What you will do
From the line containing "query | spot the log" to the last line of the records below, repeat every line exactly and add nothing else.

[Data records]
----------------
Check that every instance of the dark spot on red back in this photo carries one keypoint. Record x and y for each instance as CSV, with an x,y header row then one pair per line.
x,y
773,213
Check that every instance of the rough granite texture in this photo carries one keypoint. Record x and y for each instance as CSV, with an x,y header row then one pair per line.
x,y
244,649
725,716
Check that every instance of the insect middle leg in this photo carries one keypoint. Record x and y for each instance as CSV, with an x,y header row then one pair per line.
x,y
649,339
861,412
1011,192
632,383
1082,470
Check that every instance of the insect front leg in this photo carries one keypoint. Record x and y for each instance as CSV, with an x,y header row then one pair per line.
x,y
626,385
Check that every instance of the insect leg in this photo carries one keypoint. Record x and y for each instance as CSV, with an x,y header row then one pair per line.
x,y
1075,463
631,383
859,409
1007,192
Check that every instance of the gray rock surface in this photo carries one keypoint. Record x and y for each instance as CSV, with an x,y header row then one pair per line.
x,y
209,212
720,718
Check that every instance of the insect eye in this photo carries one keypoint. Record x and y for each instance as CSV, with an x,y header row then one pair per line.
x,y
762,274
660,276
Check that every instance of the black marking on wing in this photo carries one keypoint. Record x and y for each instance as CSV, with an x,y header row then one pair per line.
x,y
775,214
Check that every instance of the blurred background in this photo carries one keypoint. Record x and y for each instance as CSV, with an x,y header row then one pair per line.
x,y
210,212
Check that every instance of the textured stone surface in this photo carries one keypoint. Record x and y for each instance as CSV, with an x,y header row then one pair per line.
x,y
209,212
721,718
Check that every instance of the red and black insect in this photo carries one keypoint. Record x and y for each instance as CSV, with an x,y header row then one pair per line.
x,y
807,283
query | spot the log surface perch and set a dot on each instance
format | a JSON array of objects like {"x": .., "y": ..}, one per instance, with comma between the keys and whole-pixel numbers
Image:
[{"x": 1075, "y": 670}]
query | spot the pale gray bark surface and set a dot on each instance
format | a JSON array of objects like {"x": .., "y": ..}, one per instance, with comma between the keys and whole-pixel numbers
----------------
Output of the exercise
query | spot the log surface perch and set a dot on each instance
format | a JSON array of objects like {"x": .., "y": ..}, one per instance, with comma between the keys and whole-pixel numbers
Image:
[{"x": 1075, "y": 670}]
query | spot the pale gray bark surface and set a dot on each instance
format | a JSON array of objects like {"x": .., "y": ..}, one per instance, with comma between the keys and whole-pixel numbers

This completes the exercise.